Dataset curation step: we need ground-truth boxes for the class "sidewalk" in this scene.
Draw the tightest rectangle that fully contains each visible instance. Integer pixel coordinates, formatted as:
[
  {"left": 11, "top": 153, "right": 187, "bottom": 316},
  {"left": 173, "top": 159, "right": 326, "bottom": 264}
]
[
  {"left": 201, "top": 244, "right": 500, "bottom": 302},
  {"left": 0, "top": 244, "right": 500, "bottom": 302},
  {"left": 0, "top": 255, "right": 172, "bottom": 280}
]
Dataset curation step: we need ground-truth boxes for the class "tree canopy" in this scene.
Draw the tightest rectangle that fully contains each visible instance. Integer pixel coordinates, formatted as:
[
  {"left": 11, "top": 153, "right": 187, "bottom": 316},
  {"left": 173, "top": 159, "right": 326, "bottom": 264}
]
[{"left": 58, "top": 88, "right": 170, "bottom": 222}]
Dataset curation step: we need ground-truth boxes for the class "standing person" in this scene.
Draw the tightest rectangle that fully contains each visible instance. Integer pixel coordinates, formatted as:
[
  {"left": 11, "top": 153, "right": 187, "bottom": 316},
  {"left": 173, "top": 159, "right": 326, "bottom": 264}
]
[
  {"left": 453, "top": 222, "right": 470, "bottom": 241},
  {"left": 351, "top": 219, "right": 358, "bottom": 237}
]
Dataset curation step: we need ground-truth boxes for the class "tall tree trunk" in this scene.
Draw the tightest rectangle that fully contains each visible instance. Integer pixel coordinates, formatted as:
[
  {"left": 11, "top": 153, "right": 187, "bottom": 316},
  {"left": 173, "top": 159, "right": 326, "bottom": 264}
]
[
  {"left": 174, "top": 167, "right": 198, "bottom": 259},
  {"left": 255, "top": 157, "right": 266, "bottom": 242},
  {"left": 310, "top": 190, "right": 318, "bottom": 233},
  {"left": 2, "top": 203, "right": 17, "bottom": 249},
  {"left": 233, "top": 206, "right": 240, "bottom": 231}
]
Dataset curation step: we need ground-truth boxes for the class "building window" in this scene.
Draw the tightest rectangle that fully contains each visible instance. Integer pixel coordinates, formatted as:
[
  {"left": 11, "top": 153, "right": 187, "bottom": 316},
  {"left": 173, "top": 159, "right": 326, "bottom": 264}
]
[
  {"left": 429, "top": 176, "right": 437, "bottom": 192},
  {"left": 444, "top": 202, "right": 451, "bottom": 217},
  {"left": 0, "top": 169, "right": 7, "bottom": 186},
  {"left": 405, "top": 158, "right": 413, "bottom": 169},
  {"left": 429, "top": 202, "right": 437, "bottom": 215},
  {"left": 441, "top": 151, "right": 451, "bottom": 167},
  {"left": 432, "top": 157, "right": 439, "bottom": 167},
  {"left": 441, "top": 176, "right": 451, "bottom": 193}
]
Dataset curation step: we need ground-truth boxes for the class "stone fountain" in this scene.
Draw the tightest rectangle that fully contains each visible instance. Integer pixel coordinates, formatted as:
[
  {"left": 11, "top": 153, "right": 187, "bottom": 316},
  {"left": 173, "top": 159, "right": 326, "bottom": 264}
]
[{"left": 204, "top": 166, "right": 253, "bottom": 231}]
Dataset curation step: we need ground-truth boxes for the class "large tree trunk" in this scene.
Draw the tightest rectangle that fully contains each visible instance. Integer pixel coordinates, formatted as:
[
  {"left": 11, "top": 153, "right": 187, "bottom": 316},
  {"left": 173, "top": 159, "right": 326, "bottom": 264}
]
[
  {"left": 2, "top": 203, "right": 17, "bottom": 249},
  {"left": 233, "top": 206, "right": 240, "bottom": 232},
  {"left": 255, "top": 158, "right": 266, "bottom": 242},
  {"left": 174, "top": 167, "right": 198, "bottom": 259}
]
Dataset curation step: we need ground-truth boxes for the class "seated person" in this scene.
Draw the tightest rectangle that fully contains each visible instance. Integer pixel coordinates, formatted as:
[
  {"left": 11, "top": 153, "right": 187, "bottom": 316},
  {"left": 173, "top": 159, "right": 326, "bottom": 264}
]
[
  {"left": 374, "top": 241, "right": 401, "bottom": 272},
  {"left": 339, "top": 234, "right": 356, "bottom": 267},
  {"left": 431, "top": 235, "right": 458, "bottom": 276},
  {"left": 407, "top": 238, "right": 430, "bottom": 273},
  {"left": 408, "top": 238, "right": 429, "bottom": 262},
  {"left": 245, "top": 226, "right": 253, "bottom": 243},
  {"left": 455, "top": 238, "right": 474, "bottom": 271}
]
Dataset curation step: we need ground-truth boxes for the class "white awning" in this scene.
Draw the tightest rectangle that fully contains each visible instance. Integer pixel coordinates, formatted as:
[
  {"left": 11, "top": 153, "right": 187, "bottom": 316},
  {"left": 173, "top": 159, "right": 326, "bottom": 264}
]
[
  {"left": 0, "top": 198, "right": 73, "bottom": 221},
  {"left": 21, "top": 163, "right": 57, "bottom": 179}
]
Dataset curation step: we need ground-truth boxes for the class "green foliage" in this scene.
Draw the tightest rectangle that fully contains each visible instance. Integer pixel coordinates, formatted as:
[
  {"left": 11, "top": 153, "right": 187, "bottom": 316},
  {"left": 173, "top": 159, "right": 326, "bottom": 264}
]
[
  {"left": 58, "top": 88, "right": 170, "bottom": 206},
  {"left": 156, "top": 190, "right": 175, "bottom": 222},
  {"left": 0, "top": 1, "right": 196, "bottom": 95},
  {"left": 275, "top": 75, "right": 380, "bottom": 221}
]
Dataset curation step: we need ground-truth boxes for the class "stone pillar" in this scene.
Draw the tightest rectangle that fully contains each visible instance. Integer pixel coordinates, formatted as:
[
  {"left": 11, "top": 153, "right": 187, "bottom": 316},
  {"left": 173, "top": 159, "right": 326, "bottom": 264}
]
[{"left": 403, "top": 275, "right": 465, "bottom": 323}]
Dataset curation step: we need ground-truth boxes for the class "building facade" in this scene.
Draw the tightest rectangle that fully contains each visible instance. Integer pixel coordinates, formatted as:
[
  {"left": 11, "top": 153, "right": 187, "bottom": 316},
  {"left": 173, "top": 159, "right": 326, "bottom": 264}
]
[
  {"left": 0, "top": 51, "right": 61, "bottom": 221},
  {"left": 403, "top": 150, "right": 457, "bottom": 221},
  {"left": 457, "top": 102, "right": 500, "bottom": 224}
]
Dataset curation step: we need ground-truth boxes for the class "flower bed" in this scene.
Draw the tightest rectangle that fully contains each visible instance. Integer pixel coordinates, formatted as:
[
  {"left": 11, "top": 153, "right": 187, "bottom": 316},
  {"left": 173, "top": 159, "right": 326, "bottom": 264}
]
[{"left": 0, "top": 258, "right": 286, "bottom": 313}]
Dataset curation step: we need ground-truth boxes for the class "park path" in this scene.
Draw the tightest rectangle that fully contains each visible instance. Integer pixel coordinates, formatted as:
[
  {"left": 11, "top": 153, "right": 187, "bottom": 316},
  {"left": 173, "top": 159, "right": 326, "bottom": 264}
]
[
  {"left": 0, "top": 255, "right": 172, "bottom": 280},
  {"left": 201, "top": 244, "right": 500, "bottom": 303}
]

...

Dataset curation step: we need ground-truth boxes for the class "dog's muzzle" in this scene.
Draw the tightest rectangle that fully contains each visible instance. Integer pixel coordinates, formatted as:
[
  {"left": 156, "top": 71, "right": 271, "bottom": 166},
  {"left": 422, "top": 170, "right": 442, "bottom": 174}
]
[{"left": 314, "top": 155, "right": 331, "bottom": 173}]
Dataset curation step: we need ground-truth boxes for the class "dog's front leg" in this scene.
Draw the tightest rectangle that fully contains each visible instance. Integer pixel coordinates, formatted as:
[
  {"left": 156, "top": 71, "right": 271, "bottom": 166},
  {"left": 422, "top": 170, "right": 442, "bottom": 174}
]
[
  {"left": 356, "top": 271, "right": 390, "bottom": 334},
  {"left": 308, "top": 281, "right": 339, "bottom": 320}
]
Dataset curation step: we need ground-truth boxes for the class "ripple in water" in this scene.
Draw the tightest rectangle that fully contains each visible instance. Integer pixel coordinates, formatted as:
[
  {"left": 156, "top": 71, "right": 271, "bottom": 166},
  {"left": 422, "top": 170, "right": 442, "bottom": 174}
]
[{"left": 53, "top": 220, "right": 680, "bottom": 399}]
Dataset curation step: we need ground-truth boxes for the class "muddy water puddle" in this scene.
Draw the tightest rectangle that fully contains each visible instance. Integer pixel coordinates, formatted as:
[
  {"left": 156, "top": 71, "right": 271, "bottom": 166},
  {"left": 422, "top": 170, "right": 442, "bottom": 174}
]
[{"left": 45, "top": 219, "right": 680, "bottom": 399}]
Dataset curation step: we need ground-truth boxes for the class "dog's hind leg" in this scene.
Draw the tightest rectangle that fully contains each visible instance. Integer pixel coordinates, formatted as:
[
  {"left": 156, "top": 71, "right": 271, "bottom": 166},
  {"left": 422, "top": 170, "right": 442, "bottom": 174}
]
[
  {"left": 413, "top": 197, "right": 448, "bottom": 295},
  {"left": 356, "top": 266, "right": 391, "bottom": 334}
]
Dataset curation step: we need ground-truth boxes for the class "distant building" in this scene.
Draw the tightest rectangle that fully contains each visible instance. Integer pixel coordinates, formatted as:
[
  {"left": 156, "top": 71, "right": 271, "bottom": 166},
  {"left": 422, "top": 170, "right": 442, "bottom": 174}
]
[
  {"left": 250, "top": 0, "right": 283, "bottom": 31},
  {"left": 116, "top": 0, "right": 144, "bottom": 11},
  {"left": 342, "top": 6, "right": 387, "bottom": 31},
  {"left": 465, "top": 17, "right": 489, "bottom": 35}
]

Task description:
Pull out every line of the entries above that contains the word "person", copying each line in full. Case counts.

Complete response:
Dataset curation step: we need ground-truth boxes for the class "standing person" in this scene.
Dataset curation step: we need ground-truth boxes for the class "seated person" in this scene.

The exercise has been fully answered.